**WHAT TO PRODUCE:**
Reproduce the material below word for word, leaving out the pictures.

**Position annotation records:**

==*==

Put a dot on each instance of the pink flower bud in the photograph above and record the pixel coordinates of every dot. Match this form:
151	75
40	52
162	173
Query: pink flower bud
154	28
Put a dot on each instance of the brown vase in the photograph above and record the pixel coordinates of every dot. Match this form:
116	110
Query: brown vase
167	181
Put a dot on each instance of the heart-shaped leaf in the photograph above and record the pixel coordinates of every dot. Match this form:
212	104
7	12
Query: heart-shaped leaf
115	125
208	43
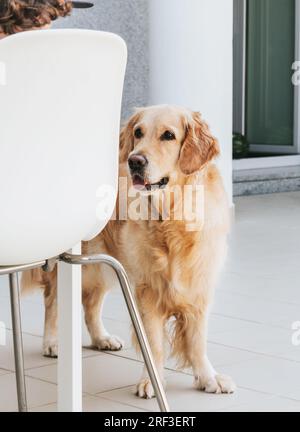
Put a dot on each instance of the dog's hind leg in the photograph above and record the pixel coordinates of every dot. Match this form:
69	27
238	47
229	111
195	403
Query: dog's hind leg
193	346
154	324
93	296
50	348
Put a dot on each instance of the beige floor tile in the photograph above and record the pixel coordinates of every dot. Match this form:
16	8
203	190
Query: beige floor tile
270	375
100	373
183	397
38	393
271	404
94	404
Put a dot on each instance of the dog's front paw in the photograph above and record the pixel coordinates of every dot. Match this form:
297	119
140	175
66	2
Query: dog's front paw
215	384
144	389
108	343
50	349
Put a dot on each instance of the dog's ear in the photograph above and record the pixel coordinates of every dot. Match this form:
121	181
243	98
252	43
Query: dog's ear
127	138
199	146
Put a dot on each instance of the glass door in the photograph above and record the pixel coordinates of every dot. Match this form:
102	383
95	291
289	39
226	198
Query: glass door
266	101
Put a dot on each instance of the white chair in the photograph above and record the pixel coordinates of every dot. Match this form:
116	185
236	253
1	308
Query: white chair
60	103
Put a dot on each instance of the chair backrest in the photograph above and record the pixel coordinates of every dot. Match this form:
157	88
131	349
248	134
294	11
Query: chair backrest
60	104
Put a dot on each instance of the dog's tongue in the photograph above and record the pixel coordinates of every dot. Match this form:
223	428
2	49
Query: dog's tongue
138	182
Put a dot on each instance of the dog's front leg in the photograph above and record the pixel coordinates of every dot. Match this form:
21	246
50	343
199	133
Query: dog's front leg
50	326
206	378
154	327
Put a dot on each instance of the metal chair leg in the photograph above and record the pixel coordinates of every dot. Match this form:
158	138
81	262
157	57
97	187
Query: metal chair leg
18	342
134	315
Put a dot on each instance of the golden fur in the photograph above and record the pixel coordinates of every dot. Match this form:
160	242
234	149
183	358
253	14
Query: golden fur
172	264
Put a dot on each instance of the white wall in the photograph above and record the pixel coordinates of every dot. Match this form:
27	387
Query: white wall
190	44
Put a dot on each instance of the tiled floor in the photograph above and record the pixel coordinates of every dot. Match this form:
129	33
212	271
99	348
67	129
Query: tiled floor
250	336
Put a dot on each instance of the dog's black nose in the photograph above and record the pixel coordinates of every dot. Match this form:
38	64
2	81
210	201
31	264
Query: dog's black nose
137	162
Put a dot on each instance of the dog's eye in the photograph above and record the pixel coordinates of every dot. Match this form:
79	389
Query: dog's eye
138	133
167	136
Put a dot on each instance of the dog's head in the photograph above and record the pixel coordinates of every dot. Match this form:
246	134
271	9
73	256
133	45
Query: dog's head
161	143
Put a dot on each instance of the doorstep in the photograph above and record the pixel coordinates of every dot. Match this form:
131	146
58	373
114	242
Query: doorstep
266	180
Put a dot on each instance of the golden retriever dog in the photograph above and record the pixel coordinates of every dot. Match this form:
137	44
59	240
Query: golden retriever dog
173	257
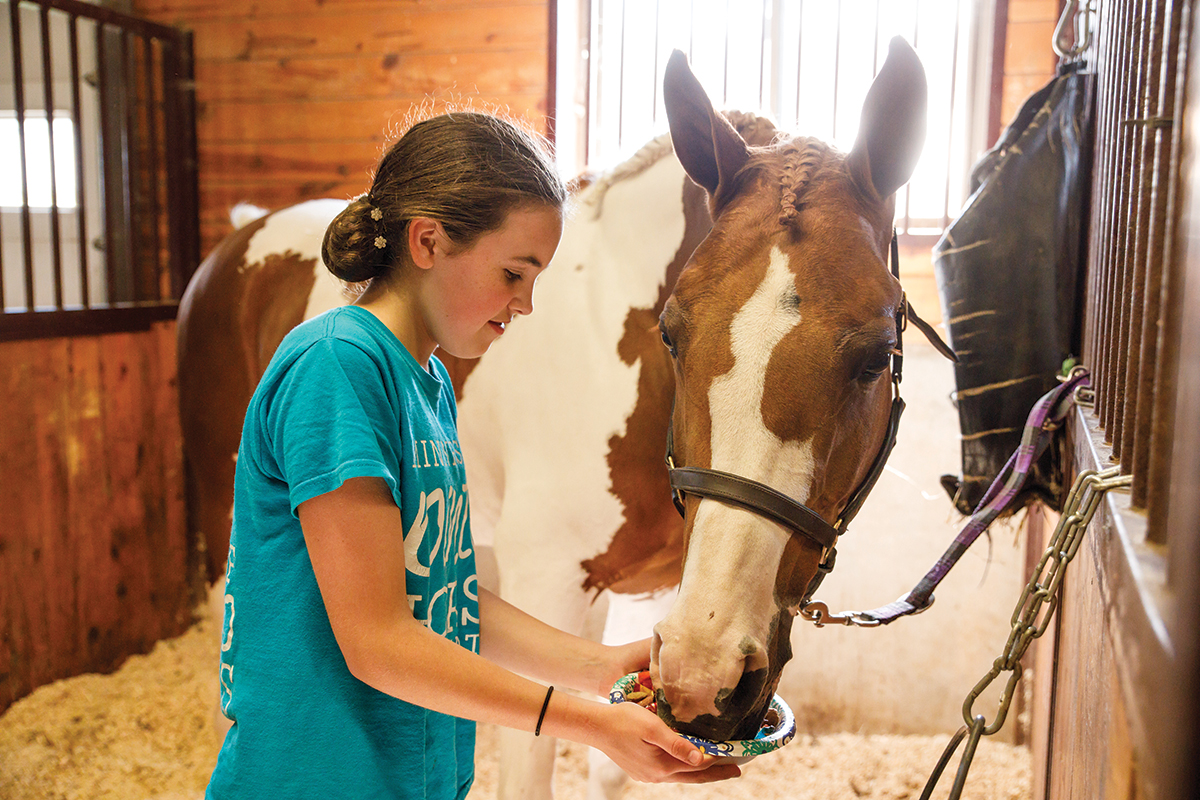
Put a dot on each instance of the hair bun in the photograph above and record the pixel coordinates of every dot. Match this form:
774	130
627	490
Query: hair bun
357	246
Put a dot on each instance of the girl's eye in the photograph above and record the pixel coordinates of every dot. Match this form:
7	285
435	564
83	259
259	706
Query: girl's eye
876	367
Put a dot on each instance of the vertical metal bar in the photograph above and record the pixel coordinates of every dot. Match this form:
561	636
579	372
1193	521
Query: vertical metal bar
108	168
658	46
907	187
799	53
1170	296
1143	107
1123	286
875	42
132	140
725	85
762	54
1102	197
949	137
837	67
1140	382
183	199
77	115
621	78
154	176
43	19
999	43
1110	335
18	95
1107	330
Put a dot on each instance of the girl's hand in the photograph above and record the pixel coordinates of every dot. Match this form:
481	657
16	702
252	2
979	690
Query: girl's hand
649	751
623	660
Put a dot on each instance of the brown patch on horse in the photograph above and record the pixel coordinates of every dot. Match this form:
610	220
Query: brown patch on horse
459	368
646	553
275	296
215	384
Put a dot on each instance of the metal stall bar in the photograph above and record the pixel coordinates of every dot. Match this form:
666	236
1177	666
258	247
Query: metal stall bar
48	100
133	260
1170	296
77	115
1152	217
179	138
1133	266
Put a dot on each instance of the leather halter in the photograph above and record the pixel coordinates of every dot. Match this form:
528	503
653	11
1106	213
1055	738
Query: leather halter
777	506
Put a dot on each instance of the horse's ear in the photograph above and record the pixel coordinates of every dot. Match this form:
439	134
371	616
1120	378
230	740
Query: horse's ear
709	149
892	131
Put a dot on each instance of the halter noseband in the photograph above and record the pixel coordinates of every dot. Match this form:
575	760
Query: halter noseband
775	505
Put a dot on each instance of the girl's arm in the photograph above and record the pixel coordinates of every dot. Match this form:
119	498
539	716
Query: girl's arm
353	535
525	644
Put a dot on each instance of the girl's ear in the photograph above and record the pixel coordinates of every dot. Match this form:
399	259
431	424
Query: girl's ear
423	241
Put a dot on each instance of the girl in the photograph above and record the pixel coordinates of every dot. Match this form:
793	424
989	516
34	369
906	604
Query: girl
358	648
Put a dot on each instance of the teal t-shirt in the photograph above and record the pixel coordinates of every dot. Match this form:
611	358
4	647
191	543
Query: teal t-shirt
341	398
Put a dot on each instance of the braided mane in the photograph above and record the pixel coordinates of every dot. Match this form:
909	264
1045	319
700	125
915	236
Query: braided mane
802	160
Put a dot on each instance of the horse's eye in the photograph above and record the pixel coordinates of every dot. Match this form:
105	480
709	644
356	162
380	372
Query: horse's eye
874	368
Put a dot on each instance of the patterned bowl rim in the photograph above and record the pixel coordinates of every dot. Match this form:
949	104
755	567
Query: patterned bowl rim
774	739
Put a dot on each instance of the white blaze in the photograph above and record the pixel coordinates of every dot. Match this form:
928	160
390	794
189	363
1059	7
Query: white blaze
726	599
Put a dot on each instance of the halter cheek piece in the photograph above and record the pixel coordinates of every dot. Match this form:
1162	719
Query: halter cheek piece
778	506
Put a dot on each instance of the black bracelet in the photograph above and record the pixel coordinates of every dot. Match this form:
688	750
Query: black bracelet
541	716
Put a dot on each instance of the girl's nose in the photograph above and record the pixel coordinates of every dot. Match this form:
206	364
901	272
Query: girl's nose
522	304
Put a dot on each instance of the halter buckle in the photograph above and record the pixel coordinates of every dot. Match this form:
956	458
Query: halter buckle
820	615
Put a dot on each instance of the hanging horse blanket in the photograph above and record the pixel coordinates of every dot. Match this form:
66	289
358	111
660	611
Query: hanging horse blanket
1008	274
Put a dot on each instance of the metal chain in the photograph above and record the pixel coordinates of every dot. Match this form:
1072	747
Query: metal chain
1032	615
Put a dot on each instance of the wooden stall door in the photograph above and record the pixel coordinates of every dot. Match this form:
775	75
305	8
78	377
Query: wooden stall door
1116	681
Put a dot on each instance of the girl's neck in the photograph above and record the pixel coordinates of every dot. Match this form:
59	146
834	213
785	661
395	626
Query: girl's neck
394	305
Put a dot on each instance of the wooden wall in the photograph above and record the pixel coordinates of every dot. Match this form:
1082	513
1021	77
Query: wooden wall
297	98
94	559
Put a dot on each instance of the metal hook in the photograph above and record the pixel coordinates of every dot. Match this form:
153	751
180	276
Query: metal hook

==*==

**WORKED SOLUTION:**
Put a dot on each instance of the pink flower bud in the photograph above and record the pixel coordinates of every dot. Match this form:
151	75
40	52
162	173
Query: pink flower bud
154	28
Put a dot on each instance of the brown vase in the photograph above and record the pixel coordinates of every dot. Match this form:
116	110
Query: brown vase
167	181
Put a dot on each instance of the heart-shaped leaf in the photograph above and record the pixel coordinates of every dot. Match this form:
212	104
7	12
Query: heart-shaped leaf
115	125
208	43
Put a dot on each instance of the dog's hind leg in the photograph above and record the pixel coordinates of every dot. Match this form:
69	27
238	47
229	111
195	403
Query: dog's hind leg
193	346
154	324
93	296
50	348
Put a dot on each instance of the beige floor tile in the photograph above and record the pixel coordinates of every dot. Match this form:
16	8
203	190
Query: beige floor tile
270	375
100	373
183	397
38	393
271	404
94	404
Put a dot on each instance of the dog's front paw in the photograph above and record the pixel coordinates of every dot. Match this form:
297	119
140	175
66	2
Query: dog's front paw
215	384
144	389
108	343
50	349
Put a dot on each instance of the dog's ear in the photograph above and record the pixel coordinates of every dot. Match this form:
121	181
243	98
252	43
Query: dog's ear
127	138
199	146
Put a dot on each instance of the glass door in the photograph above and record the pixel coordinates of every dot. Match this form:
102	383
95	291
289	39
226	198
Query: glass door
266	101
Put a dot on each instance of the white chair in the photograph above and record the pixel coordinates of every dot. Match this form:
116	185
236	253
1	308
Query: white chair
60	103
Put a dot on each instance of the chair backrest in the photograph above and record the pixel coordinates of every dot. Match this form:
157	88
131	349
248	134
294	11
Query: chair backrest
60	104
Put a dot on each instance of the dog's tongue in the photograph above and record the pixel coordinates of every dot. Match this form:
223	428
2	49
Query: dog's tongue
138	182
Put a dot on each instance of the dog's front leg in the photograph above and record the pixel coordinates of every dot. Match this form:
21	246
50	343
199	133
Query: dog's front leg
50	326
206	378
154	327
Put a dot on each instance of the metal chair leg in the photograph above and record the pixel coordinates of every dot. Match this form:
158	138
81	262
157	57
97	187
Query: metal chair leg
18	342
134	315
Put a dot on each instance of the golden fur in the photograph above and record the pixel coordinates of every dot. Match this form:
160	242
234	149
183	358
253	14
Query: golden fur
172	264
Put a dot on each instance of the white wall in the photograph above and record the pixel coordinates of every dot. Match this form:
27	387
Query: white wall
190	44
Put a dot on each instance of the tiled floor in the photograph above and record the pixel coordinates of every dot. Match this form:
129	33
212	271
99	348
67	129
Query: tiled floor
250	336
Put a dot on each instance of the dog's black nose in the photograph above and record the pixel coordinates of every dot. Match this form:
38	64
2	81
210	201
31	264
Query: dog's black nose
137	162
Put a dot on each instance of the dog's eye in the photograph above and record the pixel coordinates of every dot. Match this form:
79	389
Query: dog's eye
138	133
167	136
Put a dot on each instance of the dog's head in the photograph above and record the pixel coordinates of every dot. Match this form:
246	134
271	9
73	256
133	45
Query: dog's head
161	143
Put a dot on each instance of the doorstep in the photograph above and record the pixel coordinates of every dot. Match this form:
131	146
58	373
114	242
Query: doorstep
266	180
Put a dot on each instance of the golden retriever dog in the photograph above and record the pixel coordinates of every dot. Match this form:
137	44
59	240
Query: golden retriever dog
173	257
Put a dot on each instance of the hair bun in the photograph above and record the pixel coordinates of every dot. Match this form:
774	130
627	490
Query: hair bun
357	246
Put a dot on each instance of the girl's eye in the photograph above and record the pixel coordinates of every dot. Match this form:
7	285
435	564
83	259
259	706
Query: girl's eye
876	367
Put a dot on each instance of the vertical metal bar in the photograph above and record the pixel coordinates of every dot. Match this form:
561	636
579	372
1193	521
Query: vertical metal bar
108	168
658	46
907	187
799	53
1170	296
1143	107
1123	286
875	42
132	140
725	85
762	54
1102	197
949	137
837	67
1140	382
183	199
77	115
621	78
154	176
43	19
999	43
1110	335
18	95
1107	330
Put a dot on each instance of the girl's hand in the photograph above and record the pixel coordinates of every dot. Match this form:
481	657
16	702
252	2
979	690
Query: girl's hand
649	751
623	660
Put a dot on each instance of the brown patch on horse in the photograph above and record the pixel coordinates of every dot. Match this form:
610	220
Query: brown patch on horse
459	368
646	553
275	296
215	384
Put a dot on each instance of the metal stall bar in the photograph above and record the pixel coordinates of every dot. Match this form:
666	236
1177	666
258	247
Query: metal stall bar
48	100
133	260
1170	296
77	115
1152	217
179	138
1133	266
Put a dot on each instance of the leather halter in the photograph above and record the pixel coordinates of every dot. Match this form:
528	503
653	11
1106	213
1055	738
Query: leather halter
777	506
Put a dot on each instance of the horse's ear in the photograph above and record the pixel coordinates of every dot. Match this form:
439	134
371	616
1120	378
230	740
Query: horse's ear
709	149
892	131
Put a dot on each instance of the halter noseband in the photograph above and record the pixel coordinates of every dot. Match this form:
575	760
Query: halter noseband
775	505
Put a dot on each instance of the girl's arm in the photograph above and record the pixel coordinates of every dot. Match this form:
119	498
539	716
Query: girl's arm
353	535
525	644
Put a dot on each instance of the girl's ear in the photograph above and record the pixel coordinates of every dot. Match this form:
399	259
431	424
Query: girl's ear
423	241
Put a dot on each instance of the girl in the photograph above and record the pixel coordinates of every dot. Match this form:
793	424
989	516
34	369
906	604
Query: girl
358	648
Put a dot on each instance of the teal t-shirt in the photograph above and record the pixel coordinates of every dot. Match this form:
611	358
4	647
191	543
Query: teal t-shirt
341	398
Put a dot on each instance of the braided mane in the photograph above and record the pixel coordinates of every dot. Match this form:
909	264
1045	319
700	125
915	236
Query: braided mane
802	160
Put a dot on each instance of the horse's eye in the photograph above and record the pixel coordinates of every dot. Match this form:
105	480
709	644
356	162
380	372
Query: horse's eye
874	368
Put a dot on each instance of the patterned bowl rim in the photograph above and record the pixel coordinates of every dot. Match this form:
949	104
755	567
Query: patterned bowl rim
774	739
Put a dot on each instance of the white blaze in the photograph above and record the pixel coordinates of every dot. Match this form:
928	160
390	794
189	363
1059	7
Query: white blaze
726	599
Put a dot on each instance of the halter cheek piece in the photograph above and record the pixel coordinates of every dot. Match this form:
1162	719
Query: halter cheek piece
778	506
Put a dot on each instance of the black bracelet in the photograph above and record the pixel coordinates of every dot. Match this form:
688	750
Query: black bracelet
541	716
Put a dot on each instance of the girl's nose in the photograph above and record the pixel coordinates of every dot. Match this form:
206	364
901	272
Query: girl's nose
522	304
Put a dot on each instance of the halter buckle in the photograph above and record the pixel coordinates of every dot. Match this form:
956	458
Query: halter buckle
820	615
Put a dot on each instance of the hanging horse blanket in the photograph above and record the pixel coordinates of every dot. Match this form:
66	289
358	111
660	611
Query: hanging horse blanket
1008	274
Put a dot on each instance of the metal chain in the photograph above and record the pixel coordinates of every dot. Match this form:
1072	747
Query: metal chain
1032	615
Put a dot on each instance of the wooden stall door in the photograph above and record the pixel coordinates of every dot. Match this form:
775	75
305	8
78	377
Query: wooden stall door
1116	681
Put a dot on each instance of the girl's neck in the photograph above and record the pixel coordinates of every dot. Match this form:
59	146
834	213
785	661
395	626
Query: girl's neck
394	305
Put a dot on each instance of the wooden wall in the photograph above and record the pixel coordinates of every dot. Match this form:
1082	513
1021	77
Query: wooden wall
297	98
94	559
Put a dot on each instance of the metal hook in the photograph above and record the pixel coordinates of every dot. Match this form:
153	751
180	276
Query: metal hook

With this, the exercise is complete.